YOUR OBJECTIVE: When a line below contains the word "green", it counts toward the total; give that total and nothing besides.

DATA EXTRACT:

──────────────────────────────

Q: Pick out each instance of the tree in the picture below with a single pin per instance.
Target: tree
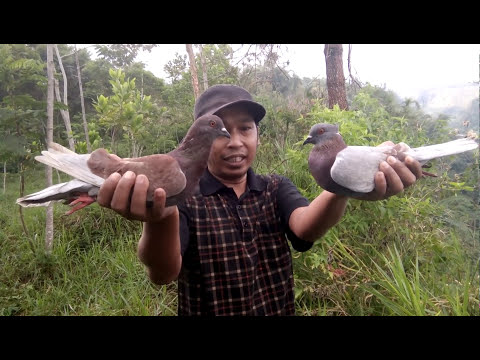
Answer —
(193, 71)
(335, 78)
(64, 112)
(51, 80)
(82, 102)
(121, 55)
(204, 68)
(126, 114)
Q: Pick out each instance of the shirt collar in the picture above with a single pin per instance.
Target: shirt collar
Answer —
(210, 184)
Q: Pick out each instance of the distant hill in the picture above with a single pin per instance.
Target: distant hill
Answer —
(460, 102)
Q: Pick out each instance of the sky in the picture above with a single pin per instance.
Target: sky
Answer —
(405, 69)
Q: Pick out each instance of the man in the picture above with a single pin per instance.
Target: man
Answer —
(228, 244)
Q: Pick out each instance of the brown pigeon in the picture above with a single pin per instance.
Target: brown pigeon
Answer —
(177, 172)
(350, 170)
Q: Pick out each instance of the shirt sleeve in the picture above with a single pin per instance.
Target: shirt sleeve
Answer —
(289, 199)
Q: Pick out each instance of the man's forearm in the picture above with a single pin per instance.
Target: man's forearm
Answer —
(312, 222)
(159, 249)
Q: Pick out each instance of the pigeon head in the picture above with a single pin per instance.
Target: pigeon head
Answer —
(207, 128)
(320, 133)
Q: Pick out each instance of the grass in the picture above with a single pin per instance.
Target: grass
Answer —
(92, 270)
(412, 267)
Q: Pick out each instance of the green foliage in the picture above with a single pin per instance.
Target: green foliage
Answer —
(126, 113)
(413, 254)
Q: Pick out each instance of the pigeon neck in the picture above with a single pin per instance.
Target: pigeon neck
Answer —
(333, 144)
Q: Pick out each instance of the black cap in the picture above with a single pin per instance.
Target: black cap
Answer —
(220, 96)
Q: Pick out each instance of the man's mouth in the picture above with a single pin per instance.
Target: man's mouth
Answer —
(234, 158)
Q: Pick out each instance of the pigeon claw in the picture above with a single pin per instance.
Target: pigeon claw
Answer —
(82, 201)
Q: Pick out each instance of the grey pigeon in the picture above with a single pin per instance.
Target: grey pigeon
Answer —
(350, 170)
(177, 172)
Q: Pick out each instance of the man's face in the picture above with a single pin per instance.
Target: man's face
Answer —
(230, 158)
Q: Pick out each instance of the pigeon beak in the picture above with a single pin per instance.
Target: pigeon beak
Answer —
(225, 133)
(308, 140)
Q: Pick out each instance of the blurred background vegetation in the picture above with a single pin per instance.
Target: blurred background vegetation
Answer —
(413, 254)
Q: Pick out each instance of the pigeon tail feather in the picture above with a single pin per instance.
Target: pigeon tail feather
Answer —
(70, 163)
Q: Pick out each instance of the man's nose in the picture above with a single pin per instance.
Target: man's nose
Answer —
(235, 140)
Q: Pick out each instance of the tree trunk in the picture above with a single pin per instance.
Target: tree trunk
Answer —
(204, 68)
(335, 78)
(4, 176)
(82, 103)
(65, 113)
(48, 170)
(193, 70)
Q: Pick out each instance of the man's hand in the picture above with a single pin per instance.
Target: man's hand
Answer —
(115, 194)
(394, 176)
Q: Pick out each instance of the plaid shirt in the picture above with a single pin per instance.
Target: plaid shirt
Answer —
(236, 258)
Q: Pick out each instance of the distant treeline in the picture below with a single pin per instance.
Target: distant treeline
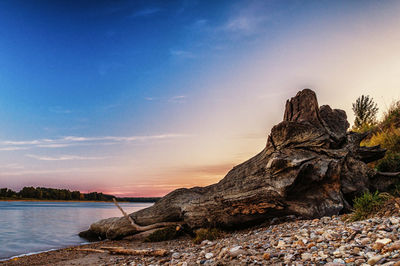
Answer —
(42, 193)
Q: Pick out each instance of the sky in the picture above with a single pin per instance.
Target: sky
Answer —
(138, 98)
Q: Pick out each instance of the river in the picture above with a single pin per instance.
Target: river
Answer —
(34, 226)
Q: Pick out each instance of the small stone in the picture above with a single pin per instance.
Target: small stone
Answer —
(176, 255)
(266, 256)
(209, 255)
(373, 260)
(306, 256)
(310, 245)
(384, 241)
(395, 246)
(378, 246)
(365, 241)
(236, 251)
(281, 244)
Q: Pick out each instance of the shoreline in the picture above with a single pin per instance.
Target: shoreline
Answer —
(44, 200)
(290, 240)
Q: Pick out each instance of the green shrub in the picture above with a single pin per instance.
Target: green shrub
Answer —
(391, 163)
(206, 234)
(392, 116)
(367, 205)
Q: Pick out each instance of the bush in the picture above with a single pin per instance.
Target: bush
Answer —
(391, 163)
(392, 116)
(206, 234)
(367, 205)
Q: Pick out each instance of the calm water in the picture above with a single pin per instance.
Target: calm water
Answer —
(38, 226)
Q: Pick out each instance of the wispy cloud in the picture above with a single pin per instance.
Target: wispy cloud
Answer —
(145, 12)
(11, 145)
(63, 157)
(12, 148)
(182, 54)
(11, 166)
(59, 110)
(178, 99)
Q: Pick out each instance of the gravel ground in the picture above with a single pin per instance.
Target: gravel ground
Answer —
(328, 241)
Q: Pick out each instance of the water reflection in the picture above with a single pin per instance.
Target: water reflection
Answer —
(36, 226)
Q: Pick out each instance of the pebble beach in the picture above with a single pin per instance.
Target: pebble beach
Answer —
(325, 241)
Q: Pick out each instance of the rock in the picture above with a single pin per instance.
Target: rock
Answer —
(306, 256)
(236, 251)
(383, 241)
(395, 246)
(373, 260)
(209, 255)
(378, 246)
(310, 167)
(175, 255)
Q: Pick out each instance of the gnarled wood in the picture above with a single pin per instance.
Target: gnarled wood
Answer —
(310, 167)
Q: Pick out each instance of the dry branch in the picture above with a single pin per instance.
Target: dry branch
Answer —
(91, 250)
(143, 228)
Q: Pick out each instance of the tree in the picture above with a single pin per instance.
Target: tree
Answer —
(365, 110)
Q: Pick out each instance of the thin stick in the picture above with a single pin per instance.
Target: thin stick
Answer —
(143, 228)
(91, 250)
(126, 215)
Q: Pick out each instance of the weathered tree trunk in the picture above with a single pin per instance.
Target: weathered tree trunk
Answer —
(310, 167)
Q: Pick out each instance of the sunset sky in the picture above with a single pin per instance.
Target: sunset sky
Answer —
(137, 98)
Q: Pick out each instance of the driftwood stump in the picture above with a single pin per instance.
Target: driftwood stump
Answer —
(310, 167)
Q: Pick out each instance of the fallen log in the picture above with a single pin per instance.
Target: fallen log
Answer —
(143, 228)
(91, 250)
(311, 167)
(125, 251)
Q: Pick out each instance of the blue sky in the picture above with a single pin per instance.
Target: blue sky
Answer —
(156, 93)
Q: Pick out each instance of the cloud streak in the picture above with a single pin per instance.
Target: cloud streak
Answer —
(145, 12)
(12, 145)
(63, 157)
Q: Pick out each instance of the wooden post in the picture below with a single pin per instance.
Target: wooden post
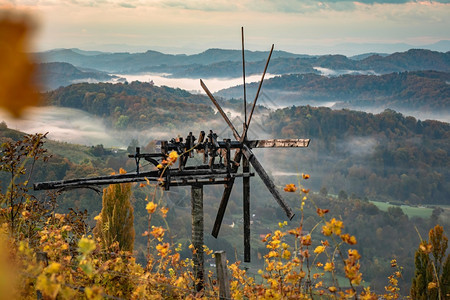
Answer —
(222, 275)
(246, 209)
(197, 234)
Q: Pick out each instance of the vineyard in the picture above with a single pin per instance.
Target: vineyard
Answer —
(54, 256)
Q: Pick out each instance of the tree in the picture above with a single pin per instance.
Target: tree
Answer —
(432, 273)
(18, 160)
(115, 221)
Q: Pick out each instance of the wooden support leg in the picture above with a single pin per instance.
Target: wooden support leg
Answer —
(246, 209)
(197, 234)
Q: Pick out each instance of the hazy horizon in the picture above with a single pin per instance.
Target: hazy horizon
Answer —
(302, 27)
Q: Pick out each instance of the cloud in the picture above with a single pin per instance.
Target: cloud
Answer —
(127, 5)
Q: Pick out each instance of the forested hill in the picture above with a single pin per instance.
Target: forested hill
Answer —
(386, 156)
(226, 63)
(56, 74)
(420, 90)
(135, 105)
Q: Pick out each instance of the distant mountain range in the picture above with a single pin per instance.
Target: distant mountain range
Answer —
(56, 74)
(227, 63)
(416, 92)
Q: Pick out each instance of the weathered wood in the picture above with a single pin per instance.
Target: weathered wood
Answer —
(219, 108)
(278, 143)
(246, 209)
(256, 96)
(190, 172)
(243, 77)
(225, 197)
(222, 275)
(197, 235)
(267, 181)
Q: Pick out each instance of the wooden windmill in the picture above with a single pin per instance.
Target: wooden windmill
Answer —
(218, 168)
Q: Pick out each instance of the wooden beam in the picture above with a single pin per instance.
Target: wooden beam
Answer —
(222, 275)
(267, 181)
(278, 143)
(246, 209)
(197, 235)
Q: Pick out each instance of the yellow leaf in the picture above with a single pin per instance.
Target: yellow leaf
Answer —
(319, 249)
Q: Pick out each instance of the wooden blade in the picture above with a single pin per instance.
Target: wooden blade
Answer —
(267, 181)
(243, 76)
(225, 117)
(225, 197)
(257, 94)
(278, 143)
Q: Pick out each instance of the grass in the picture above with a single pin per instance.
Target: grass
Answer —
(410, 211)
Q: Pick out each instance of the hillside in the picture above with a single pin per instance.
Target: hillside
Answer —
(420, 91)
(135, 62)
(386, 156)
(362, 219)
(56, 74)
(226, 63)
(135, 105)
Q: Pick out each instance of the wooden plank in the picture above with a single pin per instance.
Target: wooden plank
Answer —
(197, 235)
(222, 275)
(278, 143)
(225, 196)
(219, 108)
(246, 209)
(267, 181)
(244, 135)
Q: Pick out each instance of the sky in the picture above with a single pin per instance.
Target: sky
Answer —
(192, 26)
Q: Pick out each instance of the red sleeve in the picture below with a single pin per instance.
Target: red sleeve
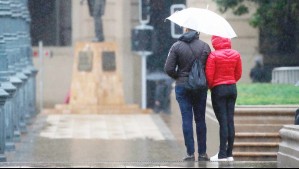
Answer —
(210, 70)
(238, 70)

──────────────────────────────

OUTPUT OF THE EXERCISE: 4